══ Available records

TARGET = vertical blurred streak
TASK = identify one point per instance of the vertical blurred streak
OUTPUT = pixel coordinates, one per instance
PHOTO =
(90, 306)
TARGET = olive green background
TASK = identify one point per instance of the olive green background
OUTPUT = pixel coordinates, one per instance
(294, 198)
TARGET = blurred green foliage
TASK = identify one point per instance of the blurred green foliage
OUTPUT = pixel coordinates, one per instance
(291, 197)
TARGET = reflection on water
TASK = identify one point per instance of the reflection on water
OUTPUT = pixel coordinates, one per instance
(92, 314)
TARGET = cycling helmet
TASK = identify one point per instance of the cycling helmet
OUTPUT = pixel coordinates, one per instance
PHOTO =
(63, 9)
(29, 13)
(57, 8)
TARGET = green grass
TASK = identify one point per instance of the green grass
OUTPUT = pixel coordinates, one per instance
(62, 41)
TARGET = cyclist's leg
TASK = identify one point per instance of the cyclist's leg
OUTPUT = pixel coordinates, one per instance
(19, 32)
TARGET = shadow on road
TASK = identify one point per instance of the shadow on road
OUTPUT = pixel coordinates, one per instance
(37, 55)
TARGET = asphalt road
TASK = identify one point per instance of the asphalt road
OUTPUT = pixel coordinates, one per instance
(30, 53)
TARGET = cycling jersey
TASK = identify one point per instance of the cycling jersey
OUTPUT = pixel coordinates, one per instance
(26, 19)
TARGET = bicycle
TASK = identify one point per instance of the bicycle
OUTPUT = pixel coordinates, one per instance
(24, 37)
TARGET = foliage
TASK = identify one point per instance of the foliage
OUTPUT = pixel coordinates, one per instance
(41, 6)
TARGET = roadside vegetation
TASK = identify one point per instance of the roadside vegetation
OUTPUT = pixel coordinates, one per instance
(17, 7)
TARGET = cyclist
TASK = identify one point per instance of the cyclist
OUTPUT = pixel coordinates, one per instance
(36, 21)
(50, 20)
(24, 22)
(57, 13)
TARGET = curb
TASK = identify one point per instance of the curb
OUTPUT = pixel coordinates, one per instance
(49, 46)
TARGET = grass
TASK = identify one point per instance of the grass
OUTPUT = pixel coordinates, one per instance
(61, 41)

════
══ Available records

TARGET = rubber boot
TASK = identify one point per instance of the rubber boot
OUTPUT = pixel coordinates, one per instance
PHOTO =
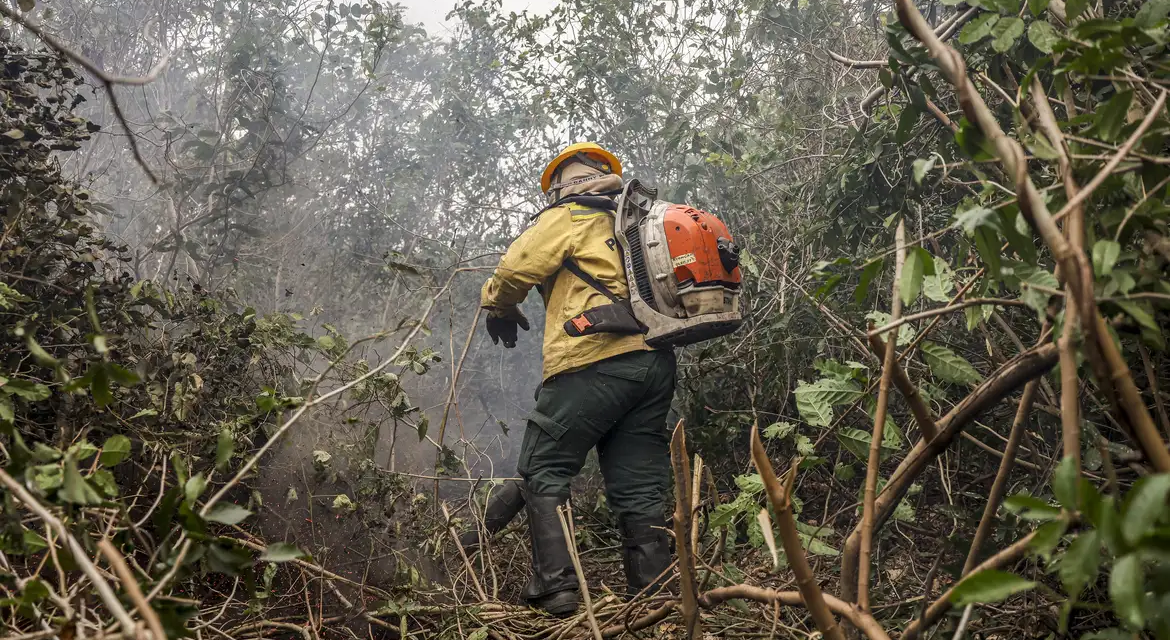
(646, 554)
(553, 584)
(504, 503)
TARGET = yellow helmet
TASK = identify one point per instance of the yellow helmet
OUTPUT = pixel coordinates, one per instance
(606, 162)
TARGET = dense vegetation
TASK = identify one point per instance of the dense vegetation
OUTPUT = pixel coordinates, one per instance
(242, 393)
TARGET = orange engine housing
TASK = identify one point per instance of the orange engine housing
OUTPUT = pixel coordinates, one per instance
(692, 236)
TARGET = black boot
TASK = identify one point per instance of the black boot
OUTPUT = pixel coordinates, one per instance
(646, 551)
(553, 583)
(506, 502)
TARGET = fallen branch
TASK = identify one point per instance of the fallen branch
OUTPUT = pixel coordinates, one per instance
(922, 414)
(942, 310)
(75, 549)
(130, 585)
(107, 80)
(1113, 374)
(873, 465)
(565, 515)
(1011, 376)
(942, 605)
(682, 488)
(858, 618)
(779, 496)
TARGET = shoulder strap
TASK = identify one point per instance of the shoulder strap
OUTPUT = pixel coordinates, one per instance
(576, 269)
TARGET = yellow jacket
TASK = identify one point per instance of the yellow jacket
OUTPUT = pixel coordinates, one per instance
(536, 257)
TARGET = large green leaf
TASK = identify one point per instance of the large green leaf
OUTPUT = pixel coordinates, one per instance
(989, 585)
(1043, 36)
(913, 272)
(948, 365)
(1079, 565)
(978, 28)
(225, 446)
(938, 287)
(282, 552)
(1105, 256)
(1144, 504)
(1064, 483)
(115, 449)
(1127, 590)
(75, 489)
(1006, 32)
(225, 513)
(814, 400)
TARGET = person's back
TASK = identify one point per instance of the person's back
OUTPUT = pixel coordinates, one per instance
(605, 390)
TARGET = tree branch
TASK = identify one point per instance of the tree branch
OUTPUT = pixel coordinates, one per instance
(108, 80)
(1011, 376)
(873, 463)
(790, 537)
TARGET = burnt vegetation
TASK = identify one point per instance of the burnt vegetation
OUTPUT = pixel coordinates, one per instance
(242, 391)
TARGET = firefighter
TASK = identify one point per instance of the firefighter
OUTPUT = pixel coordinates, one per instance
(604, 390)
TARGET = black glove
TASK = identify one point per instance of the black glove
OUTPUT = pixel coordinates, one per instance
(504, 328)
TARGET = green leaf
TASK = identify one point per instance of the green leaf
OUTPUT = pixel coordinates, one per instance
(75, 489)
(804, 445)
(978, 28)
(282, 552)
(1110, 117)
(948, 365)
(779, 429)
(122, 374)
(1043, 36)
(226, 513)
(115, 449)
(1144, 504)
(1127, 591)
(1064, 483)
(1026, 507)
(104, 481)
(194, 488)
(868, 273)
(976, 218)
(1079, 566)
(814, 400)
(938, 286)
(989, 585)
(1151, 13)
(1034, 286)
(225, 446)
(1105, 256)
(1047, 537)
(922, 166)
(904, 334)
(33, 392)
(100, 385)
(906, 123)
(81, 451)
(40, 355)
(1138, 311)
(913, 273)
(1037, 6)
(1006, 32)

════

**Goal**
How many lines in the rows above contain the string "cycling"? Case counts. Reply with the number only.

**Answer for this exercise**
4